**Extract to read**
========
In this episode (MMC.003): The booming E-Commerce scence in Vietnam.
Below is a transcript of the episode, edited for readability.
Listen to the full episode at links below.
How big is the E-commerce scene in Vietnam?
Granger: We’re talking today about E-commerce, right? That’s on the agenda. And E-commerce is a big thing here in Vietnam. Fast growing business. There are about 40 million users of E-commerce. I guess that’s going to grow to about 47 million by 2021, which is about half the population, about 60% of the population. Although the population is growing as we know. The average user spends about $53 a month online. That’s a big number. And that’s supposed to double by 2021. So E-commerce has definitely taken off here. It is something to pay attention to and whether you’re an investor or if you’re just a user. Speaking of users, the age groups, 96% are 16 and 24. That makes sense, right? The younger kids are comfortable with it.
Cameron: I’m in that one.
Granger: You are in that one. And you’re on the top of that. Just think about that. You’re on the top of a statistic.
Cameron: Next year, I’m going to be gone. If you’re not in the top of the statistic, you’re over and you’re out.
========
**Provided records**

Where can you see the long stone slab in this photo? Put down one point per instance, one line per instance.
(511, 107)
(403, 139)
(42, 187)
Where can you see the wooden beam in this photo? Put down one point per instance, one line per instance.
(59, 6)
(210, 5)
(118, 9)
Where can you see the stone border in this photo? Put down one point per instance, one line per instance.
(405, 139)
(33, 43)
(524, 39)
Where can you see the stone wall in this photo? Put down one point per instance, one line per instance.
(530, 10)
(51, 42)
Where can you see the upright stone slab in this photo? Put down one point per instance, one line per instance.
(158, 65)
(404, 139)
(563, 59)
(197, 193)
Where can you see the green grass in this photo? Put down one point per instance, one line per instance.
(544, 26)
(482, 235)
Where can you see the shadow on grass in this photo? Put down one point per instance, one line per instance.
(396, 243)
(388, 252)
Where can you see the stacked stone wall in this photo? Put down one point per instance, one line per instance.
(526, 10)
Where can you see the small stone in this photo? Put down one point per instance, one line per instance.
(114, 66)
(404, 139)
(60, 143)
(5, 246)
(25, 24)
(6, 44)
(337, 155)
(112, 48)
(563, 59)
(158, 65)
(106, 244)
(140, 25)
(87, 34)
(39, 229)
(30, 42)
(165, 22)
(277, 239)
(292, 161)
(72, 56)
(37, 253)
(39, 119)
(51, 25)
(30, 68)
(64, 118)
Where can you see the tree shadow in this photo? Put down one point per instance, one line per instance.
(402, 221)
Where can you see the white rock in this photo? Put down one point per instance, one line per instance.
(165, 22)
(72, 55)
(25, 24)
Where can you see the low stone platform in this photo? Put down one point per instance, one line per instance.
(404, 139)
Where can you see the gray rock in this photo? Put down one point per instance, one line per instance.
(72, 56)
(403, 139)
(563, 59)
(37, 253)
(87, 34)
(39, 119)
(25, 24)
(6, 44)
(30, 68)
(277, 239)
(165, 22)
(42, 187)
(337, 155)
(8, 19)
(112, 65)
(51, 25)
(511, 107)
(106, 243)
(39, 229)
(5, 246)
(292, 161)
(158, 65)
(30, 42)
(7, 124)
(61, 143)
========
**Required tasks**
A – In the transcript on e-commerce in Vietnam, how much does the average user spend online each month?
B – Retype the e-commerce transcript from "Below is a transcript" up to and including "comfortable with it.".
The lines have no connection to the text.

**Worked answers**
A – About $53 a month.

B –
Below is a transcript of the episode, edited for readability.
Listen to the full episode at links below.
How big is the E-commerce scene in Vietnam?
Granger: We’re talking today about E-commerce, right? That’s on the agenda. And E-commerce is a big thing here in Vietnam. Fast growing business. There are about 40 million users of E-commerce. I guess that’s going to grow to about 47 million by 2021, which is about half the population, about 60% of the population. Although the population is growing as we know. The average user spends about $53 a month online. That’s a big number. And that’s supposed to double by 2021. So E-commerce has definitely taken off here. It is something to pay attention to and whether you’re an investor or if you’re just a user. Speaking of users, the age groups, 96% are 16 and 24. That makes sense, right? The younger kids are comfortable with it.